____ DOCUMENT TEXT

The status as a fishing nation, also gives the Faroe Islands a significant role to play in the Arctic Council and other international cooperation. The Faroe Islands focus on working for the rights to sustainably use marine resources.

=== Research ===
Research is a key part of the Faroese strategy to strengthen cooperation in the Arctic. In 2017, the Faroe Islands signed an international agreement under the Arctic Council to strengthen research collaboration in the Arctic. The Faroe Islands aim to become a center of excellence in various fields, including marine biology and resources, meteorology, natural sciences, technology, communication, energy, public health, social sciences, and humanities.

Faroese specialists have participated in working groups under the Arctic Council from the beginning.

== Defence and security ==
It is anticipated that there will be increased military activity in the Arctic in the future, making it important that the Faroe Islands are involved in decisions related to defense actions in the Arctic.

According to the home rule law, security and defense matters are shared responsibilities and cannot be taken over in the current situation. Making cooperation with the Danish government, NATO, and other NATO member countries in the region essential.

One significant change in the Danish–Faroese relationship is the increased involvement of the Faroe Islands in the upcoming Danish defense agreement. The current defense agreement is set to expire at the end of this year.

=== US and NATO ===
Geopolitical changes in the Arctic has resulted in a renewed interest from the US due to the Faroe Islands strategic location in the North Atlantic Ocean.

________
____ SUPPLIED DATA

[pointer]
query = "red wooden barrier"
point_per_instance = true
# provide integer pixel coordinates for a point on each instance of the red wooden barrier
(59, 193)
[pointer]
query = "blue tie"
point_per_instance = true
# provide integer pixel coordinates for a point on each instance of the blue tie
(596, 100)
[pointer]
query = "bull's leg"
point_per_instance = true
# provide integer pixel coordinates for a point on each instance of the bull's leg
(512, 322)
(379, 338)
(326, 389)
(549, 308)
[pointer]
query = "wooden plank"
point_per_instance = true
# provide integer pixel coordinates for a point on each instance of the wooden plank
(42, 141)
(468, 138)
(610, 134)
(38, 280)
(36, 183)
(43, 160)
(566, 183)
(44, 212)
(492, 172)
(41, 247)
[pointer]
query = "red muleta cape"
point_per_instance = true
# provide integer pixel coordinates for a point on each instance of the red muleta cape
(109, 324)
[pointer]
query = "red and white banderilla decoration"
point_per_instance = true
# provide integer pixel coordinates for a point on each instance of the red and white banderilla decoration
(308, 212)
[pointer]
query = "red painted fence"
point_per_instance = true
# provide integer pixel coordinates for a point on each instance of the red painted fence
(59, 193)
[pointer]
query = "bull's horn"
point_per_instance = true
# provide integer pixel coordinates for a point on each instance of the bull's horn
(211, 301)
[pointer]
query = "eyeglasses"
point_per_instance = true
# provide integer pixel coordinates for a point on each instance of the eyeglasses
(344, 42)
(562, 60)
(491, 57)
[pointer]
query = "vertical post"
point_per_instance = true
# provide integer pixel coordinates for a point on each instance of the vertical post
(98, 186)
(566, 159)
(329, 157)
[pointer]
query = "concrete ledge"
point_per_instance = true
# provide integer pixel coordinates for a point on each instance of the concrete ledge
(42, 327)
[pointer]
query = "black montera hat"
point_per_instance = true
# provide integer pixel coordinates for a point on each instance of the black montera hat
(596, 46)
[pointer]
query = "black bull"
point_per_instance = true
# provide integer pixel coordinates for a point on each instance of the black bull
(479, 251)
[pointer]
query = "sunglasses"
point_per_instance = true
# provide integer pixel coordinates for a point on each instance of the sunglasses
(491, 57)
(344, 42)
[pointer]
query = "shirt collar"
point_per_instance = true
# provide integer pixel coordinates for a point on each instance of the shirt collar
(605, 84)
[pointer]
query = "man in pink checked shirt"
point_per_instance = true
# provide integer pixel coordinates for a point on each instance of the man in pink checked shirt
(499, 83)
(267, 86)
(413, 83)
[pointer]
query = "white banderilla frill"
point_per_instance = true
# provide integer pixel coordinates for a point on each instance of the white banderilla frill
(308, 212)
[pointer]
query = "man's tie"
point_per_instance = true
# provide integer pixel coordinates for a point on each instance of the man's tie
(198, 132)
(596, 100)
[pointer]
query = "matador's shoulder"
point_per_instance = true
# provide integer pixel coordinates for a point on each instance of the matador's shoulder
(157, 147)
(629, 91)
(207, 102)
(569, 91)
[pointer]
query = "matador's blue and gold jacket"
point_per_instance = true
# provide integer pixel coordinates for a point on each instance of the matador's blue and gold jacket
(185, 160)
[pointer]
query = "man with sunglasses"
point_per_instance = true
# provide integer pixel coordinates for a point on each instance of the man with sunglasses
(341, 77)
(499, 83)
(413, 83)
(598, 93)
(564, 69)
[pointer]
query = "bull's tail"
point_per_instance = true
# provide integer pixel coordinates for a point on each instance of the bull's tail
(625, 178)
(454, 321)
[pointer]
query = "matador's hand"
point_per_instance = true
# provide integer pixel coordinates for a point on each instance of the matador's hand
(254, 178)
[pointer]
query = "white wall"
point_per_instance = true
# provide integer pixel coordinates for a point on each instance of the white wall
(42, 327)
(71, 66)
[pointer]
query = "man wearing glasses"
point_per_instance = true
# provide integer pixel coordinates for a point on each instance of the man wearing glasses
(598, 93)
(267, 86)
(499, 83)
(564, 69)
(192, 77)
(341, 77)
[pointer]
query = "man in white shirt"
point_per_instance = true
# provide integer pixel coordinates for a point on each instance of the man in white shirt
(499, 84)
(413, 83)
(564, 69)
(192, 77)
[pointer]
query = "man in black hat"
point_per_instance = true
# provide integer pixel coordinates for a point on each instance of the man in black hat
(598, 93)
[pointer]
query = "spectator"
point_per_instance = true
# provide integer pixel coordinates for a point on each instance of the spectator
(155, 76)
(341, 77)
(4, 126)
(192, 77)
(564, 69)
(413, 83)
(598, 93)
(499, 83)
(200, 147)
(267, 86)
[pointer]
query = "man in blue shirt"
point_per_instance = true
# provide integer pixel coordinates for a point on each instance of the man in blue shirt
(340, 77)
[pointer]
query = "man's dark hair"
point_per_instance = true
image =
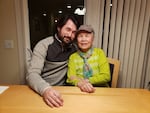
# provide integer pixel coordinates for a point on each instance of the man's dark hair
(63, 20)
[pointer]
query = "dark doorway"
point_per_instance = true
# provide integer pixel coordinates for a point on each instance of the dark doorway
(43, 15)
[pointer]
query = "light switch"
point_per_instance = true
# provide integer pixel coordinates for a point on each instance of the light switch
(9, 44)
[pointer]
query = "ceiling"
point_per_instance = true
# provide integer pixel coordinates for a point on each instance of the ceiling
(53, 5)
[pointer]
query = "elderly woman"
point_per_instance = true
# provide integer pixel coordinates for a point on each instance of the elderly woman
(88, 67)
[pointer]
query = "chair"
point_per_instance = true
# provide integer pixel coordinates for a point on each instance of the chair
(114, 71)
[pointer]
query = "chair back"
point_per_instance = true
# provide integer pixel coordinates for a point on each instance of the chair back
(114, 71)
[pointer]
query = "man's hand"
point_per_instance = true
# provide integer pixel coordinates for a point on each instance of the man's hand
(86, 86)
(52, 97)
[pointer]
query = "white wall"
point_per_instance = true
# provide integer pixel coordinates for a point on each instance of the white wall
(9, 57)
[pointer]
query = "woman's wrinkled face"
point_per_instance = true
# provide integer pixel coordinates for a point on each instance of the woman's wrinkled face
(67, 32)
(85, 40)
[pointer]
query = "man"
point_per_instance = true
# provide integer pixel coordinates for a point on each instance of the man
(48, 65)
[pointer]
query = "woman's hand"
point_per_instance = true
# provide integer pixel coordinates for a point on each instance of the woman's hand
(85, 86)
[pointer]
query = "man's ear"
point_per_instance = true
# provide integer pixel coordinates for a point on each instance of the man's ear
(58, 29)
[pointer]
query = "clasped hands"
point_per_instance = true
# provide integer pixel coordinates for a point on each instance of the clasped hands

________

__WHAT YOU ARE ASKED TO DO__: Reproduce the passage of the Faroe Islands text above from "One significant change" to "North Atlantic Ocean.".

__TASK SOLUTION__:
One significant change in the Danish–Faroese relationship is the increased involvement of the Faroe Islands in the upcoming Danish defense agreement. The current defense agreement is set to expire at the end of this year.

=== US and NATO ===
Geopolitical changes in the Arctic has resulted in a renewed interest from the US due to the Faroe Islands strategic location in the North Atlantic Ocean.